(Data records)
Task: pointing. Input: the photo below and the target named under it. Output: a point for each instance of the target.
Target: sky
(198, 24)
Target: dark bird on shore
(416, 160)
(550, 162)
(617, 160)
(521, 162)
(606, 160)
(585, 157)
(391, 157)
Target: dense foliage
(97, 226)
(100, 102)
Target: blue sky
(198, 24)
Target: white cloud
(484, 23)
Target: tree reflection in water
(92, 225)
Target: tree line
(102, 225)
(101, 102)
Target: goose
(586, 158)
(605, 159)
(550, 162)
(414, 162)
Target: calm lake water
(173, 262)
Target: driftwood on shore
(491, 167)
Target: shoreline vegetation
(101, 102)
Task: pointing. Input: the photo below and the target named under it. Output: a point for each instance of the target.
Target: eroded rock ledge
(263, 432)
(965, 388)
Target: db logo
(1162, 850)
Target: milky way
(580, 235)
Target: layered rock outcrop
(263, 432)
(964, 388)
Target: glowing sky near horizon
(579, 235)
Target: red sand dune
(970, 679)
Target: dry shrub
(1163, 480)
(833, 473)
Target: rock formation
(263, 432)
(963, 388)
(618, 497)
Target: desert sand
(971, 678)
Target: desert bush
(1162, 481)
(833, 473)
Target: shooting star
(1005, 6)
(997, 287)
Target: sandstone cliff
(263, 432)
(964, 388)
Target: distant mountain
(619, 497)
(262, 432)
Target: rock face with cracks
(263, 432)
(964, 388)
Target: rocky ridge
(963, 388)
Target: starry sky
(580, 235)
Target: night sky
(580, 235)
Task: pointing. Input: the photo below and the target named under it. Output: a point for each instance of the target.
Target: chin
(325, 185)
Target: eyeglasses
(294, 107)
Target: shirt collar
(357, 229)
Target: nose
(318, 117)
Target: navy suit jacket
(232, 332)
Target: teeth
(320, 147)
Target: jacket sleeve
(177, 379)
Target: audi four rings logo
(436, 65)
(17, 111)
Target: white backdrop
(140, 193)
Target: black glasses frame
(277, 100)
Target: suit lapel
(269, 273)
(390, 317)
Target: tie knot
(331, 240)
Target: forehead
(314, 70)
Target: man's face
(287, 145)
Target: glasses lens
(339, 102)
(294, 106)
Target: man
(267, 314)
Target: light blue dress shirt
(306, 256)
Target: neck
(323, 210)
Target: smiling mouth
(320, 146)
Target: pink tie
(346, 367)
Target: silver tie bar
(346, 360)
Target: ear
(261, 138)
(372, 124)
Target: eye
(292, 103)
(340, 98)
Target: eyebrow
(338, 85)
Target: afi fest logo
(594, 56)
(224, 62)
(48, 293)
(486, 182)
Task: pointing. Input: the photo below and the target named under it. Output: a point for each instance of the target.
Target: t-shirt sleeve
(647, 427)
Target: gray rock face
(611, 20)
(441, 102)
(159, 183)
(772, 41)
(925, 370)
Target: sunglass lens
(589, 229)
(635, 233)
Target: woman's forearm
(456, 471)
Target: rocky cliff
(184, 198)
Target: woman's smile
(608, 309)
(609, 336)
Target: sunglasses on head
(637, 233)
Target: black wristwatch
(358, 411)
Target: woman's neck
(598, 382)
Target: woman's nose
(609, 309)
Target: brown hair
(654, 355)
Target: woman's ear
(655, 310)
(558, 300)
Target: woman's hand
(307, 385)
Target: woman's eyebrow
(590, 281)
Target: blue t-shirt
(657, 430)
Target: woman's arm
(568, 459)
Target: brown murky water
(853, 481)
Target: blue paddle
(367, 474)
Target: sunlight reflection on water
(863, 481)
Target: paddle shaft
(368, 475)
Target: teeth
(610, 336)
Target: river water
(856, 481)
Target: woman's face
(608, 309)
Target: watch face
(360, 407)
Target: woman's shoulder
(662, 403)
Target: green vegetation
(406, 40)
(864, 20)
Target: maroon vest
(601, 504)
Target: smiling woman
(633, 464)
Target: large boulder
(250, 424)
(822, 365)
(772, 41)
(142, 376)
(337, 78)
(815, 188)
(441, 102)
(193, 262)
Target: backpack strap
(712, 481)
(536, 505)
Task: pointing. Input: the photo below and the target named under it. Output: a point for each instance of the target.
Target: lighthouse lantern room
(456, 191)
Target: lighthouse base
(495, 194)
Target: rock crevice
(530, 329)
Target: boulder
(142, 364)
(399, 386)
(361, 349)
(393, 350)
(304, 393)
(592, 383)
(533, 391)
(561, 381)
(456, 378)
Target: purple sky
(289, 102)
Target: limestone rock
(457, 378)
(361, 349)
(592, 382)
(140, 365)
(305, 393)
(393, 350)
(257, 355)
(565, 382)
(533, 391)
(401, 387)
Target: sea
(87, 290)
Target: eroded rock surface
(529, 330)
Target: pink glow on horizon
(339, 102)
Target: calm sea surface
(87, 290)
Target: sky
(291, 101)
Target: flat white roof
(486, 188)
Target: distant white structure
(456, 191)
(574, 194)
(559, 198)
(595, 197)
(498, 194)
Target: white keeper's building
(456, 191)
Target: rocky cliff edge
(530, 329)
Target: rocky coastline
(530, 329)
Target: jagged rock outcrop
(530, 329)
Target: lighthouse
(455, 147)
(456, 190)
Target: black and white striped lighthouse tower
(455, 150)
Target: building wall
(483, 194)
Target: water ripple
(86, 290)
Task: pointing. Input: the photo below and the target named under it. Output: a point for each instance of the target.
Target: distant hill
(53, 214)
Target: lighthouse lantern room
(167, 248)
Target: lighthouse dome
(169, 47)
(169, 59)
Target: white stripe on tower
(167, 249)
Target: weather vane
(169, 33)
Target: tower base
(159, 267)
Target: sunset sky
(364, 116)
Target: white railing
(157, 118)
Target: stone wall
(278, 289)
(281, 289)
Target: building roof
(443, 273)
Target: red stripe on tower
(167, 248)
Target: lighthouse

Work order
Repeat all the data, every line exactly.

Response to this task
Task: pointing. Input: the photo below and the target named under it. Output: a point for each instance of the target.
Target: sky
(198, 24)
Target: dark bird on shore
(416, 160)
(550, 162)
(617, 160)
(521, 162)
(606, 160)
(585, 157)
(391, 157)
Target: dense foliage
(97, 226)
(100, 102)
Target: blue sky
(198, 24)
Target: white cloud
(484, 23)
Target: tree reflection in water
(92, 225)
Target: tree line
(102, 225)
(101, 102)
Target: goose
(586, 158)
(605, 159)
(550, 162)
(414, 162)
Target: calm lake water
(173, 262)
Target: driftwood on shore
(491, 167)
Target: shoreline vegetation
(101, 102)
Task: pointing. Input: the photo below and the target named under it. Output: a point for each instance of the target.
Target: eroded rock ledge
(263, 432)
(965, 388)
Target: db logo
(1162, 850)
Target: milky way
(580, 235)
Target: layered rock outcrop
(263, 432)
(964, 388)
Target: glowing sky near horizon
(579, 235)
Target: red sand dune
(970, 679)
Target: dry shrub
(1163, 480)
(833, 473)
Target: rock formation
(263, 432)
(963, 388)
(618, 497)
Target: desert sand
(971, 678)
Target: desert bush
(1162, 481)
(833, 473)
Target: shooting star
(1005, 6)
(997, 287)
Target: sandstone cliff
(263, 432)
(964, 388)
Target: distant mountain
(619, 497)
(262, 432)
Target: rock face with cracks
(263, 432)
(964, 388)
Target: rocky ridge
(963, 388)
Target: starry sky
(580, 235)
Target: night sky
(580, 235)
Task: pointing. Input: the photo below and the target named under it. Output: a point for each instance of the target.
Target: chin
(325, 185)
Target: eyeglasses
(294, 107)
Target: shirt collar
(357, 229)
Target: nose
(318, 117)
Target: navy suit jacket
(232, 332)
Target: teeth
(320, 147)
Target: jacket sleeve
(177, 379)
Target: audi four rings logo
(436, 65)
(17, 111)
Target: white backdrop
(140, 193)
Target: black glasses frame
(277, 100)
Target: suit lapel
(269, 273)
(390, 317)
Target: tie knot
(331, 240)
Target: forehead
(314, 70)
Target: man's face
(287, 145)
Target: glasses lens
(339, 102)
(294, 106)
Target: man
(267, 314)
Target: light blue dress shirt
(306, 256)
Target: neck
(323, 210)
Target: smiling mouth
(320, 146)
Target: pink tie
(346, 367)
Target: silver tie bar
(346, 360)
Target: ear
(261, 138)
(372, 124)
Target: eye
(292, 103)
(340, 98)
Target: eyebrow
(338, 85)
Target: afi fest logo
(594, 56)
(224, 62)
(48, 293)
(486, 182)
Task: pointing. Input: the photo below and the target named under it. Output: a point for each instance of the target.
Target: t-shirt sleeve
(647, 427)
Target: gray rock face
(611, 20)
(441, 102)
(159, 183)
(772, 41)
(925, 370)
Target: sunglass lens
(589, 229)
(635, 233)
Target: woman's forearm
(456, 471)
Target: rocky cliff
(184, 198)
Target: woman's smile
(608, 309)
(609, 336)
Target: sunglasses on head
(637, 233)
Target: black wristwatch
(358, 411)
Target: woman's neck
(598, 382)
Target: woman's nose
(609, 309)
Target: brown hair
(654, 355)
Target: woman's ear
(655, 310)
(558, 300)
Target: woman's hand
(307, 385)
Target: woman's eyebrow
(590, 281)
Target: blue t-shirt
(657, 430)
Target: woman's arm
(568, 459)
Target: brown murky water
(853, 481)
Target: blue paddle
(367, 474)
Target: sunlight reflection on water
(863, 481)
Target: paddle shaft
(368, 475)
Target: teeth
(610, 336)
Target: river water
(856, 481)
Target: woman's face
(608, 309)
Target: watch face
(360, 407)
Target: woman's shoulder
(662, 403)
Target: green vegetation
(406, 40)
(864, 20)
Target: maroon vest
(601, 504)
Target: smiling woman
(633, 464)
Target: large boulder
(250, 424)
(822, 365)
(772, 41)
(142, 376)
(337, 78)
(815, 188)
(441, 102)
(193, 262)
Target: backpack strap
(712, 481)
(536, 505)
Task: pointing. Input: the photo below and the target named under it. Output: a point for each instance of the target.
Target: lighthouse lantern room
(456, 191)
Target: lighthouse base
(495, 194)
Target: rock crevice
(530, 329)
Target: boulder
(142, 364)
(399, 386)
(361, 349)
(393, 350)
(304, 393)
(592, 383)
(533, 391)
(561, 381)
(456, 378)
Target: purple sky
(289, 102)
Target: limestone rock
(457, 378)
(361, 349)
(592, 382)
(140, 365)
(305, 393)
(393, 350)
(257, 355)
(565, 382)
(533, 391)
(401, 387)
Target: sea
(87, 290)
Target: eroded rock surface
(529, 330)
Target: pink glow on horizon
(339, 102)
Target: calm sea surface
(87, 290)
Target: sky
(291, 101)
Target: flat white roof
(486, 188)
Target: distant white structure
(456, 191)
(574, 194)
(559, 198)
(595, 197)
(498, 194)
Target: white keeper's building
(456, 191)
Target: rocky cliff edge
(530, 329)
Target: rocky coastline
(530, 329)
Target: jagged rock outcrop
(530, 329)
Target: lighthouse
(455, 147)
(456, 190)
Target: black and white striped lighthouse tower
(455, 150)
Target: building wall
(483, 194)
Target: water ripple
(86, 290)
Task: pointing. Input: the photo below and the target named under it. Output: a point for each instance of the target.
Target: distant hill
(53, 214)
Target: lighthouse lantern room
(167, 248)
Target: lighthouse dome
(169, 47)
(169, 59)
Target: white stripe on tower
(167, 249)
Target: weather vane
(169, 33)
Target: tower base
(159, 267)
Target: sunset sky
(364, 116)
Target: white railing
(157, 118)
Target: stone wall
(278, 289)
(281, 289)
Target: building roof
(443, 273)
Target: red stripe on tower
(167, 248)
Target: lighthouse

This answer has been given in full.